ACTIVITY LIST:
A. Edit the ayahuasca passage from the words "Author Jeff Brown" through "ways of being.", replacing "plant" with "vine".
B. Pick up the ayahuasca passage where it stops and keep writing it.

STUDY TEXT:
_ _ _ _ _

Author Jeff Brown on the psychedelic substance known as the medicine – ‘Ayahuasca’ (2)

“I appreciate that many people have had healing, life-changing experiences with the plant.  They have seen reality through a more expensive lens, shifted their addictions and unhealthy patterns, opened to more expansive ways of being.

They have not achieved ‘enlightenment’: a fallacious construct and marketing tool that preys on our desperate longing to evolve quickly, but they have certainly experienced spirals of awakening that have served their journey.  No one can deny that.

And no one can deny that we sometimes need an extreme experience in order to shift us out of our habitual range of emotions and show us that a more expansive consciousness is available to us. I get that.

But it is also entirely clear that ayahuasca is absolutely not for everybody. Nothing is. And that it is profoundly dangerous for some people. Not merely re-traumatizing, which is often reported by those who have the experience, but actually quite deadly.

This is not the first time I have received an email from someone who lost a loved one to suicide after an ayahuasca retreat, and it won’t be the last.  Quick fix, long suffering.

_ _ _ _ _

DATA SECTION:
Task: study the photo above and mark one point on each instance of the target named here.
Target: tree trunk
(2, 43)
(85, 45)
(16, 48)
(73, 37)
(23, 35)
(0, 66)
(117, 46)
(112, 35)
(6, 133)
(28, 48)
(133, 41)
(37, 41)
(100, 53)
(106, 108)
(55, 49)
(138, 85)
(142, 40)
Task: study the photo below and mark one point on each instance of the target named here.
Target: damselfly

_ _ _ _ _

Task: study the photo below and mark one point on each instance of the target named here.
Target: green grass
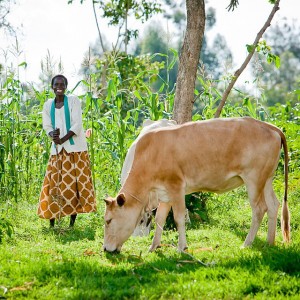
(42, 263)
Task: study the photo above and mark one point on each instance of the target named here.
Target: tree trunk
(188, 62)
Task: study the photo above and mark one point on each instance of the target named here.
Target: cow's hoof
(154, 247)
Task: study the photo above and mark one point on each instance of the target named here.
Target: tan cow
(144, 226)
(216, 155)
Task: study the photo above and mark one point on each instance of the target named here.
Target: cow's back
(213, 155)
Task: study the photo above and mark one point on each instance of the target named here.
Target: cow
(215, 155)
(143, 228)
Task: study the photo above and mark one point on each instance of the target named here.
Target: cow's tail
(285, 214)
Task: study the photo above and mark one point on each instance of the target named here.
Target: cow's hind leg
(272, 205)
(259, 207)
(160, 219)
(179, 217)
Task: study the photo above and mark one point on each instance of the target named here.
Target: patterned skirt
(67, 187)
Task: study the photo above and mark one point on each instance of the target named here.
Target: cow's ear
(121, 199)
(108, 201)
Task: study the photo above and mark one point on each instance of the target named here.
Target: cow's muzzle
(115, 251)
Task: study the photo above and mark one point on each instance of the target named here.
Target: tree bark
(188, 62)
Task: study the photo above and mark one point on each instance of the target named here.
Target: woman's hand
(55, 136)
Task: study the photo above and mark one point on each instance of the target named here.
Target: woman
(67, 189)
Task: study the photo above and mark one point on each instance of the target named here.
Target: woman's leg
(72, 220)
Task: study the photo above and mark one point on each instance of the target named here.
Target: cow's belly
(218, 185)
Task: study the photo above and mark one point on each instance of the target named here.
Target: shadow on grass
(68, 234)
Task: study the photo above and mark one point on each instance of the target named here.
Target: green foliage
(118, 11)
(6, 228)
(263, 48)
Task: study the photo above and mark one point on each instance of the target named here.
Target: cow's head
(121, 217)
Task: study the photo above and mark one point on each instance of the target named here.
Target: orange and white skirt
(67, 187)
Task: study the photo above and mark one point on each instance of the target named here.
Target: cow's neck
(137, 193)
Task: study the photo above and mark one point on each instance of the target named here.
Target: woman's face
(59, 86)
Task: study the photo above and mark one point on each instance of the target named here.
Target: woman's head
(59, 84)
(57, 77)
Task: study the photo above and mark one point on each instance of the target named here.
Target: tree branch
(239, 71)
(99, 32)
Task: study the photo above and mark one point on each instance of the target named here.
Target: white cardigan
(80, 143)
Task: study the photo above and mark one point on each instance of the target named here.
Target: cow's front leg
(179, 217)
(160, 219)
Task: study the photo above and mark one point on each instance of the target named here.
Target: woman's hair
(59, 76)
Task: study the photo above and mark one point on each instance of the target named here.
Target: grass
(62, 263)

_ _ _ _ _

ANSWERS TO THE EXERCISE:
A.
Author Jeff Brown on the psychedelic substance known as the medicine – ‘Ayahuasca’ (2)

“I appreciate that many people have had healing, life-changing experiences with the vine.  They have seen reality through a more expensive lens, shifted their addictions and unhealthy patterns, opened to more expansive ways of being.

B.
It is hard to strictly categorize who will, or will not, benefit from the plant.  Generally, it is my view that ayahuasca is not for those trauma survivors who are so fragmented that they do not have a solid sense of self to return to . without a strong energetic and egoic foundation, this plant can take you beyond the point of no return.

It is also not for those who already have a tendency to spiritually bypass, addicted to an experience of the oneness in an effort to rise above their unresolved issues. They will just float farther away from the grounded healing they desperately need. And it may not be for anyone who has not done a reasonable amount of psychotherapeutic prep work.

If you aren’t relatively worked through and well-acquainted with your inner world, this experience may well take you into perilously confusing terrain.  There is groundwork that needs to be done first. In addition, it is not for those who do not have the time or the support in their lives to integrate the experience.  The plant ceremony continues long after it is over, and the material must be granted the space and the care that it needs to assimilate.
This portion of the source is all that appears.